> _À faire_:
[1] Dites si les affirmations (a), (b) et (c) concordent avec le texte cité : répondez oui ou non, avec les mots décisifs du texte cités à l'identique. (a) Pour le texte, le Ketman se réduit à de l'hypocrisie. (b) Le texte attribue à Aristote l'idée que nul ne peut manquer une porte. (c) Le texte situe son constat en France, en 2019.
[2] D'après le texte cité, que feignait chaque citoyen des démocraties populaires ?
[3] Rédigez la suite du texte cité sur le Ketman et la France de 2019, à partir de sa dernière phrase.

> _Texte cité_:

————

Dans les démocraties populaires chaque citoyen feignait d’être aveuglément partisan des décisions du pouvoir central en même temps qu’il les détestait intérieurement, et tout le monde savait que chacun faisait et pensait de même. En outre, le Ketman n’est pas qu’hypocrisie ; celui qui le vit « a l’orgueil » de se sentir supérieur par rapport à ce à quoi il obéit, qu’il défend extérieurement mais qu’il déteste au fond et qu’il méprise ».

On en est là !

On en est là ! En France, en 2019, on doit faire allégeance à l’idéologie et ne plus voir ce que l’on voit. Nul ne peut manquer une porte affirmait pourtant Aristote. Et ici la porte est colossale ! Faire des enfants sans père, bientôt des enfants sans mère, se demander si on est femme ou homme, en dialoguant à l’infini parce que l’on a peur de ne pas “être gentils” comme le dit Victor Loupan à juste titre. Oui, on en est là.

————

> _Contenu des données_:
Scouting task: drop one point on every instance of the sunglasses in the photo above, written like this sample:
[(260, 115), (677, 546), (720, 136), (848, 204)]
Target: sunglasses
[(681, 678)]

————

> _Réponses par tâche_:
[1]
(a) Non : « le Ketman n’est pas qu’hypocrisie »
(b) Oui : « Nul ne peut manquer une porte affirmait pourtant Aristote »
(c) Oui : « En France, en 2019 »

[2] Il feignait d’être aveuglément partisan des décisions du pouvoir central.

[3]
Tout cela dans un silence coupable ! « Le pire est qu’en privé beaucoup – notamment parmi les professionnels de l’enfance – le savent ou le pressentent mais renoncent à l’affirmer, terrorisés à l’idée de se voir imputer une « phobie » ou résignés par le sentiment d’un « sens de l’histoire ». Lourde responsabilité » écrit lucide Maître Henri de Beauregard dans un de ses tweets percutants. Oui, tout le monde joue effectivement au ketman. Sans vergogne. À commencer par des catholiques en vue, VIP soucieux de leur réputation et de leur surface sociale, les premiers parfois à mépriser ceux qui montent au créneau.

Ce qui vient, la PMA sans père dite pour toutes, est certes très grave. Mais le plus grave, c’est bien de laisser faire. Honte à nous !


[1] Extraits d’un article écrit pour une revue repris ici.

[2] Guillem Calaforra, « La Doctrine comme séduction et comme prison », revue Europe, « Czesław Miłosz », juin-juillet 2004, traduit de l’espagnol par Jacques Ancet.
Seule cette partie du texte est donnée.